— START Information shown —
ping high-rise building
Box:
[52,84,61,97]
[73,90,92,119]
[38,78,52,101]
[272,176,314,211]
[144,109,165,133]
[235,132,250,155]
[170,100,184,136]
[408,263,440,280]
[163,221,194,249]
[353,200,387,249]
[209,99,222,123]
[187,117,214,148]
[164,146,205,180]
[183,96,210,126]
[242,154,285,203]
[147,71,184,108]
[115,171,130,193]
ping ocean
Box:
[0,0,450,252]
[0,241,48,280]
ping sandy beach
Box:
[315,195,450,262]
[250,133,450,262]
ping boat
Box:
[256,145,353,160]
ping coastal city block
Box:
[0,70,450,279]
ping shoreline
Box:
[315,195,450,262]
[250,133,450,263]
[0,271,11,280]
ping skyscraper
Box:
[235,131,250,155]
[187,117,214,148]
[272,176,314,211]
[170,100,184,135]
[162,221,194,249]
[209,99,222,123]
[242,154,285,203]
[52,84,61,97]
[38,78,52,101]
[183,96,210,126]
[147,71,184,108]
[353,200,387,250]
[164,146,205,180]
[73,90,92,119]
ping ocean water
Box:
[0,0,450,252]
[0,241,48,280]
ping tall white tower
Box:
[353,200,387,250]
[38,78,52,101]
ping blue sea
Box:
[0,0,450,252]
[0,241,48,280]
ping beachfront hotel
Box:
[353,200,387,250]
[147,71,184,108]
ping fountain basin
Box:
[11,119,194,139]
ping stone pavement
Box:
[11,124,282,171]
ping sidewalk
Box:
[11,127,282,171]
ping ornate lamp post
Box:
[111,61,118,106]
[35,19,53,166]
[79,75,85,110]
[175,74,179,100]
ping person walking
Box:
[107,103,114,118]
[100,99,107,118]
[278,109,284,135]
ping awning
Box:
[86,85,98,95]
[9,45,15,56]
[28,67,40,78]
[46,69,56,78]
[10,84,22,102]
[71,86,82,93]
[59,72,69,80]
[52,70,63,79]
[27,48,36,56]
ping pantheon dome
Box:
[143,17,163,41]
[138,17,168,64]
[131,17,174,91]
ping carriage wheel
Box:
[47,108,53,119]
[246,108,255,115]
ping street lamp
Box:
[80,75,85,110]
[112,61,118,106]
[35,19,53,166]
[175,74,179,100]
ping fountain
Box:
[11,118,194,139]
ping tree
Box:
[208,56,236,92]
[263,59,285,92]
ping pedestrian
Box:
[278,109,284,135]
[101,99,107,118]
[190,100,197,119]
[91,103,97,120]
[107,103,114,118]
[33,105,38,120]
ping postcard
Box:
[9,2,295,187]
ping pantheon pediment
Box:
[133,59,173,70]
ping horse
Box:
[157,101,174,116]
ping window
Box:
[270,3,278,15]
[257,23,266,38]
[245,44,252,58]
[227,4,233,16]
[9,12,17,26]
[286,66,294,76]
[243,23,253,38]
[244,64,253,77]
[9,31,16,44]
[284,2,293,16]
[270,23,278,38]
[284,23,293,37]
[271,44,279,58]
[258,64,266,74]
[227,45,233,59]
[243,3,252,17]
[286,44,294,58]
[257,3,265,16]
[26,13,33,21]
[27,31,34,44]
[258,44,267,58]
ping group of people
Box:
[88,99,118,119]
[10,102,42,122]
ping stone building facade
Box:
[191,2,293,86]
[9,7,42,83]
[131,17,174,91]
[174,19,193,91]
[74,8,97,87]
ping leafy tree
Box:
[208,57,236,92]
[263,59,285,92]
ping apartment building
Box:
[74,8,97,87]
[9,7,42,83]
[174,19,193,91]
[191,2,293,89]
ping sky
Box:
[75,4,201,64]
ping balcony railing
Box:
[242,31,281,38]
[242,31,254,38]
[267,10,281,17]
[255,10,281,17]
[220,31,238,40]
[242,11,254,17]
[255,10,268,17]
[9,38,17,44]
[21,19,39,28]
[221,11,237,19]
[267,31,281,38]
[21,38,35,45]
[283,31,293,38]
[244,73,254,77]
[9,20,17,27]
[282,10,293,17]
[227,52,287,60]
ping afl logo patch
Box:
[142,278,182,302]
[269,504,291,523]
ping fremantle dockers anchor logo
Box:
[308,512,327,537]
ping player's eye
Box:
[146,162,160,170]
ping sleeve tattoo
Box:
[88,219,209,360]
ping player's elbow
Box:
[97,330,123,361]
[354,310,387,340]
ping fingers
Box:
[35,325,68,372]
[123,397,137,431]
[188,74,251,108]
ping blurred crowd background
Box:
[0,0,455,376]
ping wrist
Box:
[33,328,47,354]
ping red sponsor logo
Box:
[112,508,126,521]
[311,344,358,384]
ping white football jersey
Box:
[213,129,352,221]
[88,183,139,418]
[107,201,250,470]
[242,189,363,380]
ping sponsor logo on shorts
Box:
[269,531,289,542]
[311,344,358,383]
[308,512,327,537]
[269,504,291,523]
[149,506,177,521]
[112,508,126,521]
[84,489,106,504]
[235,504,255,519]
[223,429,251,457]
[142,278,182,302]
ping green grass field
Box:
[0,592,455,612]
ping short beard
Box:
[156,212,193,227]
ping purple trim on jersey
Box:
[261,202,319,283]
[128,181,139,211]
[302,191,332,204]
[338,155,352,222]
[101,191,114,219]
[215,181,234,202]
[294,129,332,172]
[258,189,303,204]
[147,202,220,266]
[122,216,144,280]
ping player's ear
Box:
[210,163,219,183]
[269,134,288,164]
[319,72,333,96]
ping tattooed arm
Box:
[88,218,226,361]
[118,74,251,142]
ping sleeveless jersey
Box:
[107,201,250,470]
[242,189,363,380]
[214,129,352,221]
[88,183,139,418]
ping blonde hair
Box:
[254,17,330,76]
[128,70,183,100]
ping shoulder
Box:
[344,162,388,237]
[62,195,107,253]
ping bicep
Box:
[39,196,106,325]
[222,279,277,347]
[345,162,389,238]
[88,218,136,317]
— END Information shown —
### The problem:
Output the dataset excerpt above as a JSON list of strings, with each line as a separate string and blank lines omitted.

### Output below:
[
  "ping high-rise building",
  "Box:",
  "[52,84,61,97]",
  "[73,90,92,119]",
  "[38,78,52,101]",
  "[272,176,314,211]",
  "[144,109,165,133]",
  "[235,132,250,155]",
  "[170,100,184,136]",
  "[408,263,440,280]",
  "[163,221,194,249]",
  "[353,200,387,249]",
  "[209,99,222,123]",
  "[187,117,214,148]",
  "[164,146,205,180]",
  "[183,96,210,126]",
  "[242,154,285,203]",
  "[147,71,184,108]",
  "[115,171,130,193]",
  "ping ocean",
  "Box:",
  "[0,0,450,252]",
  "[0,241,48,280]",
  "ping sandy beach",
  "Box:",
  "[315,195,450,262]",
  "[250,133,450,262]",
  "ping boat",
  "Box:",
  "[256,145,353,160]",
  "ping coastal city block",
  "Box:",
  "[0,70,450,279]",
  "ping shoreline",
  "Box:",
  "[315,195,450,262]",
  "[250,133,450,263]",
  "[0,271,11,280]",
  "ping skyscraper",
  "Box:",
  "[235,131,250,155]",
  "[187,117,214,148]",
  "[272,176,314,211]",
  "[170,100,184,135]",
  "[162,221,194,249]",
  "[209,99,222,123]",
  "[242,154,285,203]",
  "[52,84,61,97]",
  "[38,78,52,101]",
  "[183,96,210,126]",
  "[147,71,184,108]",
  "[353,200,387,250]",
  "[164,146,205,180]",
  "[73,90,92,119]",
  "ping ocean water",
  "Box:",
  "[0,0,450,252]",
  "[0,241,48,280]",
  "ping tall white tower",
  "Box:",
  "[353,200,387,250]",
  "[38,78,52,101]",
  "ping blue sea",
  "Box:",
  "[0,0,450,252]",
  "[0,241,48,280]",
  "ping beachfront hotel",
  "Box:",
  "[353,200,387,250]",
  "[147,71,184,108]",
  "ping fountain basin",
  "Box:",
  "[11,119,194,139]",
  "ping stone pavement",
  "Box:",
  "[11,124,282,171]",
  "ping sidewalk",
  "Box:",
  "[11,127,282,171]",
  "ping ornate lamp post",
  "Box:",
  "[111,61,118,106]",
  "[35,19,53,166]",
  "[79,75,85,110]",
  "[175,74,179,100]",
  "ping person walking",
  "Box:",
  "[107,103,114,118]",
  "[100,99,107,118]",
  "[278,109,284,135]",
  "ping awning",
  "Box:",
  "[86,85,98,95]",
  "[9,45,15,56]",
  "[28,67,40,78]",
  "[46,69,56,78]",
  "[10,84,22,102]",
  "[71,86,82,93]",
  "[59,72,69,80]",
  "[52,70,63,79]",
  "[27,48,36,56]",
  "ping pantheon dome",
  "Box:",
  "[143,17,163,41]",
  "[138,17,168,64]",
  "[131,17,174,91]",
  "ping carriage wheel",
  "Box:",
  "[47,108,53,119]",
  "[246,108,255,115]",
  "ping street lamp",
  "Box:",
  "[80,75,85,110]",
  "[112,61,118,106]",
  "[35,19,53,166]",
  "[175,74,179,100]",
  "ping fountain",
  "Box:",
  "[11,118,194,139]",
  "ping tree",
  "Box:",
  "[208,56,236,92]",
  "[263,59,285,92]",
  "ping pedestrian",
  "Box:",
  "[278,109,284,135]",
  "[101,99,107,118]",
  "[190,100,197,119]",
  "[91,103,97,120]",
  "[107,103,114,118]",
  "[33,105,38,120]",
  "ping postcard",
  "Box:",
  "[9,2,295,187]",
  "ping pantheon pediment",
  "Box:",
  "[133,59,173,70]",
  "ping horse",
  "Box:",
  "[157,101,174,116]",
  "ping window",
  "Box:",
  "[270,3,278,15]",
  "[257,23,266,38]",
  "[245,44,252,58]",
  "[227,4,233,16]",
  "[9,12,17,26]",
  "[286,66,294,76]",
  "[243,23,253,38]",
  "[244,64,253,77]",
  "[9,31,16,44]",
  "[284,2,293,16]",
  "[270,23,278,38]",
  "[284,23,293,37]",
  "[271,44,279,58]",
  "[258,64,266,74]",
  "[227,45,233,59]",
  "[243,3,252,17]",
  "[286,44,294,58]",
  "[257,3,265,16]",
  "[26,13,33,21]",
  "[27,31,34,44]",
  "[258,44,267,58]",
  "ping group of people",
  "Box:",
  "[88,99,118,119]",
  "[10,102,42,122]",
  "ping stone building facade",
  "Box:",
  "[191,2,293,86]",
  "[9,7,42,83]",
  "[131,17,174,91]",
  "[174,19,193,91]",
  "[74,8,97,87]",
  "ping leafy tree",
  "Box:",
  "[208,57,236,92]",
  "[263,59,285,92]",
  "ping apartment building",
  "Box:",
  "[74,8,97,87]",
  "[9,7,42,83]",
  "[174,19,193,91]",
  "[191,2,293,89]",
  "ping sky",
  "Box:",
  "[75,4,201,64]",
  "ping balcony railing",
  "Box:",
  "[242,31,281,38]",
  "[242,31,254,38]",
  "[267,10,281,17]",
  "[255,10,281,17]",
  "[220,31,238,40]",
  "[242,11,254,17]",
  "[255,10,268,17]",
  "[9,38,17,44]",
  "[21,19,39,28]",
  "[221,11,237,19]",
  "[267,31,281,38]",
  "[21,38,35,45]",
  "[283,31,293,38]",
  "[244,73,254,77]",
  "[9,20,17,27]",
  "[282,10,293,17]",
  "[227,52,287,60]",
  "ping afl logo patch",
  "Box:",
  "[142,278,182,302]",
  "[269,504,291,523]",
  "ping fremantle dockers anchor logo",
  "Box:",
  "[308,512,327,537]",
  "ping player's eye",
  "Box:",
  "[146,162,160,170]",
  "ping sleeve tattoo",
  "Box:",
  "[88,219,209,360]",
  "ping player's elbow",
  "Box:",
  "[97,330,123,361]",
  "[354,310,387,340]",
  "ping fingers",
  "Box:",
  "[35,325,68,372]",
  "[123,397,137,431]",
  "[188,74,251,108]",
  "ping blurred crowd background",
  "Box:",
  "[0,0,455,376]",
  "ping wrist",
  "Box:",
  "[33,328,47,354]",
  "ping red sponsor logo",
  "Box:",
  "[112,508,126,521]",
  "[311,344,358,384]",
  "ping white football jersey",
  "Box:",
  "[213,129,352,221]",
  "[88,183,139,418]",
  "[107,201,250,470]",
  "[242,189,363,380]",
  "ping sponsor logo on shorts",
  "Box:",
  "[269,531,289,542]",
  "[311,344,358,383]",
  "[308,512,327,537]",
  "[269,504,291,523]",
  "[149,506,177,521]",
  "[112,508,126,521]",
  "[84,489,106,504]",
  "[235,504,255,519]",
  "[223,429,251,457]",
  "[142,278,182,302]",
  "ping green grass field",
  "Box:",
  "[0,592,455,612]",
  "ping short beard",
  "Box:",
  "[156,212,193,227]",
  "ping purple trim on jersey",
  "Box:",
  "[261,202,319,283]",
  "[128,181,139,211]",
  "[302,191,332,204]",
  "[338,155,352,222]",
  "[101,191,114,219]",
  "[215,181,234,202]",
  "[294,129,332,172]",
  "[258,189,303,204]",
  "[147,202,220,266]",
  "[122,216,144,280]",
  "ping player's ear",
  "Box:",
  "[210,163,219,183]",
  "[269,134,288,164]",
  "[319,72,333,96]",
  "ping tattooed arm",
  "Box:",
  "[88,218,226,361]",
  "[118,74,251,142]",
  "ping sleeveless jersey",
  "Box:",
  "[107,201,250,470]",
  "[242,189,363,380]",
  "[214,129,352,221]",
  "[88,183,139,418]",
  "ping blonde hair",
  "Box:",
  "[254,17,330,76]",
  "[128,70,183,100]",
  "ping shoulder",
  "Box:",
  "[344,162,388,237]",
  "[62,195,107,253]",
  "ping bicep",
  "Box:",
  "[39,196,106,325]",
  "[222,279,277,347]",
  "[345,162,389,238]",
  "[88,218,136,317]"
]